# WHAT YOU ARE ASKED TO DO:
Please copy every line with the string "road" from the entries below.

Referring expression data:
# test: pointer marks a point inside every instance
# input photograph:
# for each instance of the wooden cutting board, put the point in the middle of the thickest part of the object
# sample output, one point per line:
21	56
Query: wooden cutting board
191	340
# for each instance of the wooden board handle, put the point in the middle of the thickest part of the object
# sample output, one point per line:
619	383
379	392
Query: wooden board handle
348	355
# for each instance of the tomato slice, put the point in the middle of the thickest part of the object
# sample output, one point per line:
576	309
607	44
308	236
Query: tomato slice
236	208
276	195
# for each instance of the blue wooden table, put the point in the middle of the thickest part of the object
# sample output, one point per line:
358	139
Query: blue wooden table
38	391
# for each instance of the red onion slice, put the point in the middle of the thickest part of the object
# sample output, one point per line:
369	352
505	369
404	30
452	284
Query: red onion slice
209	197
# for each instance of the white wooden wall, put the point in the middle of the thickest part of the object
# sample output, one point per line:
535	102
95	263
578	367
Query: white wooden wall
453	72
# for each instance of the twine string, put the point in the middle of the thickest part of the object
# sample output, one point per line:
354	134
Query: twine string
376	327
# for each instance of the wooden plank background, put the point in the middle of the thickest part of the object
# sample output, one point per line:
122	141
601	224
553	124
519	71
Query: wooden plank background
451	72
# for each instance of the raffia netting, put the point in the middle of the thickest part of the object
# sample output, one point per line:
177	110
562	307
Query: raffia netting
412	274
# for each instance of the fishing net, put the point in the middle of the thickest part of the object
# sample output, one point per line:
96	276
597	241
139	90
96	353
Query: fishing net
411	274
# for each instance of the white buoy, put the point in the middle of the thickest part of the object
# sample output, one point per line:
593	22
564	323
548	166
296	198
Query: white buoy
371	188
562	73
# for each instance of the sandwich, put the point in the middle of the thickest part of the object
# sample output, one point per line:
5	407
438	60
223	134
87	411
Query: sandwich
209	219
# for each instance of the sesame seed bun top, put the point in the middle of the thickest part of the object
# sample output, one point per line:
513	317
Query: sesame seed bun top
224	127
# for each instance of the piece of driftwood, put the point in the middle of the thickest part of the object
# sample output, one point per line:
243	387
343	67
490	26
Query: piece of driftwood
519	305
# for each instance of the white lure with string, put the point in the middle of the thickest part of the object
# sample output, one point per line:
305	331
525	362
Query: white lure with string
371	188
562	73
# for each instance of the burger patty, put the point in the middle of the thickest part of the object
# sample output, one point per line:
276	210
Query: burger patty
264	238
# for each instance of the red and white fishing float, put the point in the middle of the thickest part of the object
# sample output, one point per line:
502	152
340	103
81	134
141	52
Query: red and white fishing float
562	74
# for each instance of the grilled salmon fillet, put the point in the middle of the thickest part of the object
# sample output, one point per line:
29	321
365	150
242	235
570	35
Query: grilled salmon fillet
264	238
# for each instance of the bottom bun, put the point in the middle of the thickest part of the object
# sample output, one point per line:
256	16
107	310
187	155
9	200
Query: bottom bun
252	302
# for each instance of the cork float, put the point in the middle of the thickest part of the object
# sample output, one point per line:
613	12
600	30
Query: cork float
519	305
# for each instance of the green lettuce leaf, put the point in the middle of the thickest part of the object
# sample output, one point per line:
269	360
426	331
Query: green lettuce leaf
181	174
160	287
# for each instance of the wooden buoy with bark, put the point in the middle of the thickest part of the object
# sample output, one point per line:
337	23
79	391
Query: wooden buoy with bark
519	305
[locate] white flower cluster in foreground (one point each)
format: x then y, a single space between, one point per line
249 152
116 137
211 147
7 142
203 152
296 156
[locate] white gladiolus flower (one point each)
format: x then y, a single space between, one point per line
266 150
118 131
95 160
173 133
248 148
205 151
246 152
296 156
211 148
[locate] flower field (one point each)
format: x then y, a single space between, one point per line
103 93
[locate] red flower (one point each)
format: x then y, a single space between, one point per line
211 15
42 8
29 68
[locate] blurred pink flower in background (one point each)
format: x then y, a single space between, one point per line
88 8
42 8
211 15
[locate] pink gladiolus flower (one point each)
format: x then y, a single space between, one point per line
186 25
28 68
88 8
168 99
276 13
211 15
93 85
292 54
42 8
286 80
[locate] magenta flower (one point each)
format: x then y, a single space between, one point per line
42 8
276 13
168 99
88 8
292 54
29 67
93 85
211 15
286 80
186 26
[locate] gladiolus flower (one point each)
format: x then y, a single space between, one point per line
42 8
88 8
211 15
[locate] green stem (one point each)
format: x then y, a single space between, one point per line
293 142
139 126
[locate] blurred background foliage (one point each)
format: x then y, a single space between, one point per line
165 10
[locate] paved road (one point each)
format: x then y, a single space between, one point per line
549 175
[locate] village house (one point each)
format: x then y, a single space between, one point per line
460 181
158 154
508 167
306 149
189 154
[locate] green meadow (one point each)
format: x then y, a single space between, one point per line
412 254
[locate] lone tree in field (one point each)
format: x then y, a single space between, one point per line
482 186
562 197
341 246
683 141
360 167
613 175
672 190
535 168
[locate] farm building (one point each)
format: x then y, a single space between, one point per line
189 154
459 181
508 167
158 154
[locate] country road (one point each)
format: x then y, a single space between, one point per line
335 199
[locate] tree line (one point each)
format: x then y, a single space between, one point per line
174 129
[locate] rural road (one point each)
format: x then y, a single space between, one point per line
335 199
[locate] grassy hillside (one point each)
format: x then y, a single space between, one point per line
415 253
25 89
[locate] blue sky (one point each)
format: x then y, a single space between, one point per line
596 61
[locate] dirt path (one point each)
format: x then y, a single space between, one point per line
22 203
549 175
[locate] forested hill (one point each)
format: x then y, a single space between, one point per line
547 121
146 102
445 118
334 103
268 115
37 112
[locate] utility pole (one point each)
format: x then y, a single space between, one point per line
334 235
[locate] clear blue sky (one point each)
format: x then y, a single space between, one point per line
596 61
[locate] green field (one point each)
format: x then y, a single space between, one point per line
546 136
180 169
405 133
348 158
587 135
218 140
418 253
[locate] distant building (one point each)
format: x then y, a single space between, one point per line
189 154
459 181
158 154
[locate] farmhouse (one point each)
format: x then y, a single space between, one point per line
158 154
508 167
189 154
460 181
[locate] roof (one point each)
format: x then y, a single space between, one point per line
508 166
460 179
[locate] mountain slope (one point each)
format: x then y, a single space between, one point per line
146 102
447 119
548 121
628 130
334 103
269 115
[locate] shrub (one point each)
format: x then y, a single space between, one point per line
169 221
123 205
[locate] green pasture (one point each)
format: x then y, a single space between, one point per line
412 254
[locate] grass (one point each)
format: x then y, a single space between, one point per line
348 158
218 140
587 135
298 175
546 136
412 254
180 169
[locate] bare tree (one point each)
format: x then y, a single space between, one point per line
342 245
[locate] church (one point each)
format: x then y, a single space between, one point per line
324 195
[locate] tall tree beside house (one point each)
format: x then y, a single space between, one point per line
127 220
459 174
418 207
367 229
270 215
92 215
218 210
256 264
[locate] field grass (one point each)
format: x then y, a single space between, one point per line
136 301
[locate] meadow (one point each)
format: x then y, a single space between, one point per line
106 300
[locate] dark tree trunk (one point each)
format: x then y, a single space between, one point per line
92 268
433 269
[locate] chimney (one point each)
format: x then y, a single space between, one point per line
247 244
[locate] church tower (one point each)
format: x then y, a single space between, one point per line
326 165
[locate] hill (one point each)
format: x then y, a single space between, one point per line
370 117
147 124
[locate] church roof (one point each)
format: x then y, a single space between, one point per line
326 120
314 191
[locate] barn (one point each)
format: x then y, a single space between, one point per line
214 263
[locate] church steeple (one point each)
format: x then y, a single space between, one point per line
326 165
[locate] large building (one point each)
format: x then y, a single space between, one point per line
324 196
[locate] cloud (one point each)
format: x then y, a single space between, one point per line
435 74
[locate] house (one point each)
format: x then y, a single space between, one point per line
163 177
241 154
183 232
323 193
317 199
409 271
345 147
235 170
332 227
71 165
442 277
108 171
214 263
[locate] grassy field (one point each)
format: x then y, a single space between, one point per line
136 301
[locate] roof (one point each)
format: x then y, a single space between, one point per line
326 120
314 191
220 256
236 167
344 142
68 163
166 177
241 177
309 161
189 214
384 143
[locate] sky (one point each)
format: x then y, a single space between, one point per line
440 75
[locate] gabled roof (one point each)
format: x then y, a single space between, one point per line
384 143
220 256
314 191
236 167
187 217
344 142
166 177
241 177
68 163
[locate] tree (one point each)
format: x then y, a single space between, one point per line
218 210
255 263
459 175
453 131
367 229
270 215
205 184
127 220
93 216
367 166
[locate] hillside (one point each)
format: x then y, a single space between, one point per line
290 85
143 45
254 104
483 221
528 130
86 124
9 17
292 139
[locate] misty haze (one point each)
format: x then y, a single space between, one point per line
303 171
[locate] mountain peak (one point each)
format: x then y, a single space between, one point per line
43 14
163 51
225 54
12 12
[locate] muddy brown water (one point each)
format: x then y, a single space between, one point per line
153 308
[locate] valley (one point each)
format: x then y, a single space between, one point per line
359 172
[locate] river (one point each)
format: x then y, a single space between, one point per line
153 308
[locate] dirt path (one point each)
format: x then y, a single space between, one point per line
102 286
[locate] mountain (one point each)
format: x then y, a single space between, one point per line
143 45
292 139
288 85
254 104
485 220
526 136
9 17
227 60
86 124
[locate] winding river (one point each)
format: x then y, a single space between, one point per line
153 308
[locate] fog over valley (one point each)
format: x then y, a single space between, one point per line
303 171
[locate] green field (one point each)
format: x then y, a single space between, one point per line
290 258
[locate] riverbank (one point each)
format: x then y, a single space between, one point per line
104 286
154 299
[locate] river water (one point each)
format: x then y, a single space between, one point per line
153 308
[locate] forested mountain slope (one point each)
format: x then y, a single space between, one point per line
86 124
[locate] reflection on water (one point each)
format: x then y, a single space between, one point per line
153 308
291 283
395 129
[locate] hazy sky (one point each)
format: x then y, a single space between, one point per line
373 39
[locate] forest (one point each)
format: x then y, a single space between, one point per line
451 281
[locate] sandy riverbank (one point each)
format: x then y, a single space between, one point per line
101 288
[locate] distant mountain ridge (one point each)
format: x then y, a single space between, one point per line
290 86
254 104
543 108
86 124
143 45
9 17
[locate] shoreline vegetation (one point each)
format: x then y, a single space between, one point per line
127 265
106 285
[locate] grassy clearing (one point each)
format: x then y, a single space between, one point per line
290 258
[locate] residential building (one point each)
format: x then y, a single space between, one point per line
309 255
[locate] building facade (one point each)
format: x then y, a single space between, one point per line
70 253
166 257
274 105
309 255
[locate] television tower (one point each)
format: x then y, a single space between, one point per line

# REPLY:
[locate] paved road (one point each)
[locate] country road (one point each)
[locate] rural road (one point each)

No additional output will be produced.